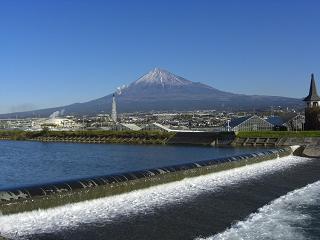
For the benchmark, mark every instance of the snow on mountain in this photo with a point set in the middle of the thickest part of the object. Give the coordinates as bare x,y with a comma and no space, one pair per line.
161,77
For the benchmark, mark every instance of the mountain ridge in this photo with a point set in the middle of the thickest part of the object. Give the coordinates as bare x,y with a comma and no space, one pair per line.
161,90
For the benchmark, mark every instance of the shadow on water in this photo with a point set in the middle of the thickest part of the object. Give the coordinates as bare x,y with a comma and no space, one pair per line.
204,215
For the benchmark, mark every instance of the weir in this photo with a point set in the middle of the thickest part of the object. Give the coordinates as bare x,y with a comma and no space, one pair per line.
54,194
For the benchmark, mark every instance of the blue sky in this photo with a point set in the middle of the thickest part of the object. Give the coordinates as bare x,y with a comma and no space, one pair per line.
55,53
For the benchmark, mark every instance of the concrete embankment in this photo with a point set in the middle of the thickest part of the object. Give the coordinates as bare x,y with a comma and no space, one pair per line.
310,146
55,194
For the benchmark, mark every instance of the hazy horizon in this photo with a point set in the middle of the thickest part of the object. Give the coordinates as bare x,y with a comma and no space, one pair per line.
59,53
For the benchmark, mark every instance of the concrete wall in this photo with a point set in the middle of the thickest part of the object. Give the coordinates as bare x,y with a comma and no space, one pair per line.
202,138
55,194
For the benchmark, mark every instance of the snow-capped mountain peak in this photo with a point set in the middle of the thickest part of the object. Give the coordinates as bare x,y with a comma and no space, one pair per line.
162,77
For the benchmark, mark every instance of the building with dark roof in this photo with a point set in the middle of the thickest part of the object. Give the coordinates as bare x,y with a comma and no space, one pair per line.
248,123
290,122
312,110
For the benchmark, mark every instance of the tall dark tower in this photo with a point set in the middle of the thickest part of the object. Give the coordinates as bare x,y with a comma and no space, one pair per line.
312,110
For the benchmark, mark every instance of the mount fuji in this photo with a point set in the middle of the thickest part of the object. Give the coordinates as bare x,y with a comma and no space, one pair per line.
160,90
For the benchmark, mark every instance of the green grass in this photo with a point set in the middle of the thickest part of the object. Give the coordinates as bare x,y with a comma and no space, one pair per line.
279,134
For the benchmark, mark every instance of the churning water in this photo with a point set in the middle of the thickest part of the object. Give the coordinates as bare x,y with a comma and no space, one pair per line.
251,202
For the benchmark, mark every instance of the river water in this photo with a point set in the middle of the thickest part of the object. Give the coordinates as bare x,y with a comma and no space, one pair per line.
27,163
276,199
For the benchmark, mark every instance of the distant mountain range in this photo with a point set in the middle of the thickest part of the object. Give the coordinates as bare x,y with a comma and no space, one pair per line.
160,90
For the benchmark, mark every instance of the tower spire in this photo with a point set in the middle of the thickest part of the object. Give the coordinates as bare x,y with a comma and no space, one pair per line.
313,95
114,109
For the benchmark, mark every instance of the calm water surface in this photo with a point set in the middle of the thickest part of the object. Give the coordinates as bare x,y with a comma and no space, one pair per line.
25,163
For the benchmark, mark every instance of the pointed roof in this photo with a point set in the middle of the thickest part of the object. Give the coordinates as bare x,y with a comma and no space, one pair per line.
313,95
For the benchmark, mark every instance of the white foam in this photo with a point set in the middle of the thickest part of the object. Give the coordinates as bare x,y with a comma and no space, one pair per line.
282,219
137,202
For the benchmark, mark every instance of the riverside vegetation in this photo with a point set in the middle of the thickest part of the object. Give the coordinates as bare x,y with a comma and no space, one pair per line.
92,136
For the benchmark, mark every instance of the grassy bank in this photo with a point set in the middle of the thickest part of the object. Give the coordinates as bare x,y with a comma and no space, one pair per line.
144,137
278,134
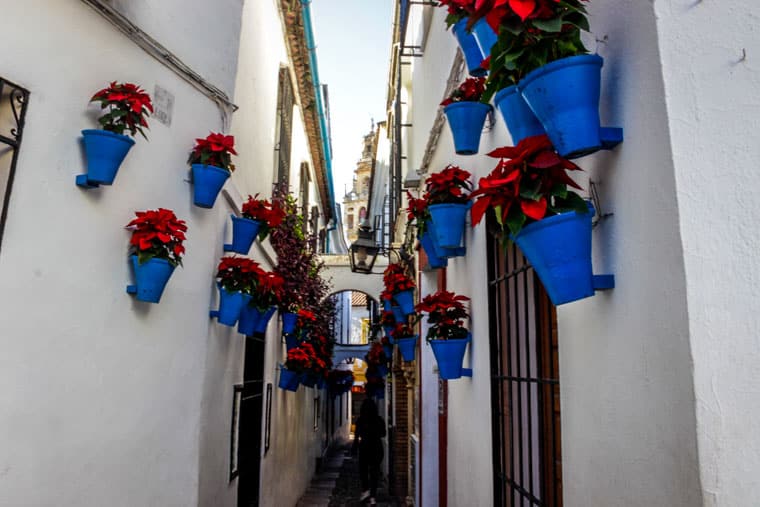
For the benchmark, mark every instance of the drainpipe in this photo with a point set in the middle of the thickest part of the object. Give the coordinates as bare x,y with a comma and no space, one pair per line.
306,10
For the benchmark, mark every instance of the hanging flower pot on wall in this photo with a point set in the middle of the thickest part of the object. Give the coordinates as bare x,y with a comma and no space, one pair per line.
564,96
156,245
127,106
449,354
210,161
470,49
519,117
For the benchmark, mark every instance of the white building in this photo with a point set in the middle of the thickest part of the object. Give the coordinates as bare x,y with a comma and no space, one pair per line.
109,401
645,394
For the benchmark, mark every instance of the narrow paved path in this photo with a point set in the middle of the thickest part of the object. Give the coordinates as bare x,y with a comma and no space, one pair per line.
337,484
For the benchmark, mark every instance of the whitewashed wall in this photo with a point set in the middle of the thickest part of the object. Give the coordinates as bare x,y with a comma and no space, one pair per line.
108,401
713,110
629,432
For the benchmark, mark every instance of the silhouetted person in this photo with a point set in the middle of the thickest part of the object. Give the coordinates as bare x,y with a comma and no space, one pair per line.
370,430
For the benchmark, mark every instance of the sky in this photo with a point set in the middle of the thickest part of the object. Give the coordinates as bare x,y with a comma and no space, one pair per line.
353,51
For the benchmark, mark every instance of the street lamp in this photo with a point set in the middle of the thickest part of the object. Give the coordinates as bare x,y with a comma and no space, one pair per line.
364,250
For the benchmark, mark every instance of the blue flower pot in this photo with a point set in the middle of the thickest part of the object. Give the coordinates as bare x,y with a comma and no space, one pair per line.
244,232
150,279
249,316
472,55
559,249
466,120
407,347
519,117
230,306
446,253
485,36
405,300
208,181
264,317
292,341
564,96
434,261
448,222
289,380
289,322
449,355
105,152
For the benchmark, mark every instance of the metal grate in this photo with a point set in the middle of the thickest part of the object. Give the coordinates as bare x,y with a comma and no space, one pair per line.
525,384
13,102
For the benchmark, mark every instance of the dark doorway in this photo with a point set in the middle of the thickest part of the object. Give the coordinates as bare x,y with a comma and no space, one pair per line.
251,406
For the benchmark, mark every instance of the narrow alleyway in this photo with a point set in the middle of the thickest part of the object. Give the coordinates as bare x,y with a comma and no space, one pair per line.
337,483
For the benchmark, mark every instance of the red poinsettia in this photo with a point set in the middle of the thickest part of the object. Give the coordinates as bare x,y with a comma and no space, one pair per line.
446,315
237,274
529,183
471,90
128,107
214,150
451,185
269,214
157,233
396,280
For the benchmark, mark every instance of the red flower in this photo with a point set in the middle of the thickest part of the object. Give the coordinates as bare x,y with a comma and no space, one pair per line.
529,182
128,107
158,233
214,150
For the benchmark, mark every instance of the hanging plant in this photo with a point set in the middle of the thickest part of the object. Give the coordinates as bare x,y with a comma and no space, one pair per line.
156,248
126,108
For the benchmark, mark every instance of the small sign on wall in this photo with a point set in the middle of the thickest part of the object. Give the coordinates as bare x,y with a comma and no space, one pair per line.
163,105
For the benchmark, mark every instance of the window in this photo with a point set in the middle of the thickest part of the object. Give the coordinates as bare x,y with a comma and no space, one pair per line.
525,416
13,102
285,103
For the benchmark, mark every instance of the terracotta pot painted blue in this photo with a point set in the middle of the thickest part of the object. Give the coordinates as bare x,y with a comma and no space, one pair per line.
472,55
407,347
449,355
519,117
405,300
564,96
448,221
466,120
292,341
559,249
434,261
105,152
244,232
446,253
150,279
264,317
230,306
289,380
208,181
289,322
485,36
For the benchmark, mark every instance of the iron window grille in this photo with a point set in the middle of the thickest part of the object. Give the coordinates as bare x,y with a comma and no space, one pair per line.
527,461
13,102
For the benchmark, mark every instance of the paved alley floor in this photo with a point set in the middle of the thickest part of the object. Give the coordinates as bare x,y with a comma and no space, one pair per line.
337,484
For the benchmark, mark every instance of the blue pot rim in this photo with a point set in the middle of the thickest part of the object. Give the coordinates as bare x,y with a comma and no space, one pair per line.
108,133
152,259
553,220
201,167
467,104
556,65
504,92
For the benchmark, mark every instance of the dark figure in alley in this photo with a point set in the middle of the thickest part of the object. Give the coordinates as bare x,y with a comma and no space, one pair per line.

* * *

Output, unchanged, the lines from the line with "For the benchmark, mark every instance of the red flower" through the final line of the material.

For the benchmark, mark every instance of the red flower in this photo with a point set in the middle of the thickest part of the object. Give the coordinates as bare x,y with a comma and no space, one pair per line.
529,182
128,107
158,233
214,150
For the benchmark, mark every instance of the hanging plant in this photo with a point set in the middle of the thickest part of the object. Give the coordinates as bare x,y with a comma and no space, one pair per line.
156,248
126,108
For the benchmark, mark every instance of the small sign on wall in this photo with a point set in the middle of the thickest part of the object. Give the coordinates as bare x,y with a comma and no space, one pair per line.
163,105
For the benchmark, mark every instance of the window in this photo with a point set in the middle of the thickest part of the object. Give the coordinates as bare x,y with a comma and no space, one pair per line.
525,416
13,102
285,103
For the benchmark, mark every instance of the terracotta pot painted blue in this photo with a point set in the middle of the thickest part of the object. Give the coordinates as bare x,y with a comma and no space, one pair per line.
472,55
407,347
449,355
519,117
405,300
564,96
448,221
466,120
292,341
559,249
434,261
105,152
244,232
446,253
150,279
264,317
230,306
289,380
208,181
289,322
485,36
For the benchmark, mark every instance of the iron window grille in this photo with a point set in the middle of the thickest part of the object. Give the coordinates as bare x,y with a comma and no space, one pair per line.
527,461
13,102
For the benchmark, mark every instance of the paved alley floor in this photo with a point set in the middle of the thickest part of the object. Give the coordinates as bare x,y with a comma and no space, one pair per line.
337,484
For the benchmark, mark every instance of the blue pot rim in this photo with a point set in the middle of the thickest part of the object. Give the coordinates as bare x,y with a comma and no space, one pair per line.
108,133
152,259
553,220
201,167
467,104
556,65
504,92
For the benchmark, mark every instance of the dark figure in alley in this photo with a point set in the middle of the thickest part of the object. Give the coordinates as bare x,y with a comma and no space, one pair per line.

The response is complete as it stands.